**Task item A**
Transcribe the passage of the crash preventability guide below that begins at the words "Under the program, if" and stops after the words "December 1, 2024.".
**Task item B**
List each of the four summary items at the top of the crash preventability guide, giving each headline value together with the label that accompanies it.
**Task item C**
Render this sentence from the crash preventability guide in Spanish: "FMCSA made the CPDP permanent on May 1, 2020, and significantly expanded the list of eligible crash types effective December 1, 2024."

**Selected text**
+ + + + + + +
21
Eligible crash types (since Dec 1, 2024)
$0
Cost to file through DataQs
24 mo
A crash affects your Crash Indicator
Not erased
Excluded from the score, kept on record
In This Guide
What the Crash Preventability Determination Program Is
Not every crash on your record is your fault, but FMCSA's Safety Measurement System counts them the same way at first. When a commercial motor vehicle is involved in a DOT-reportable crash, that crash feeds the Crash Indicator BASIC regardless of who caused it. A truck that was sitting legally at a red light and got rear-ended by a distracted driver takes the same initial hit to its Crash Indicator as a truck that ran the light. The Crash Preventability Determination Program (CPDP) is the mechanism FMCSA built to separate the two.
Under the program, if your crash falls into one of FMCSA's eligible crash types, you can ask the agency to review it and determine whether it was preventable or not preventable by the carrier or driver. You submit the request through the same DataQs portal used for other safety-data challenges, but the crash review is handled directly by FMCSA rather than by a state analyst. FMCSA made the CPDP permanent on May 1, 2020, and significantly expanded the list of eligible crash types effective December 1, 2024.
+ + + + + + +
**Data extracts**
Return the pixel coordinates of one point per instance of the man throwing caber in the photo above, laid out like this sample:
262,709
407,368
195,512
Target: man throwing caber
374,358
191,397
+ + + + + + +
**Answer A**
Under the program, if your crash falls into one of FMCSA's eligible crash types, you can ask the agency to review it and determine whether it was preventable or not preventable by the carrier or driver. You submit the request through the same DataQs portal used for other safety-data challenges, but the crash review is handled directly by FMCSA rather than by a state analyst. FMCSA made the CPDP permanent on May 1, 2020, and significantly expanded the list of eligible crash types effective December 1, 2024.

**Answer B**
- 21: Eligible crash types (since Dec 1, 2024)
- $0: Cost to file through DataQs
- 24 mo: A crash affects your Crash Indicator
- Not erased: Excluded from the score, kept on record

**Answer C**
La FMCSA hizo permanente el CPDP el 1 de mayo de 2020 y amplió significativamente la lista de tipos de choques elegibles a partir del 1 de diciembre de 2024.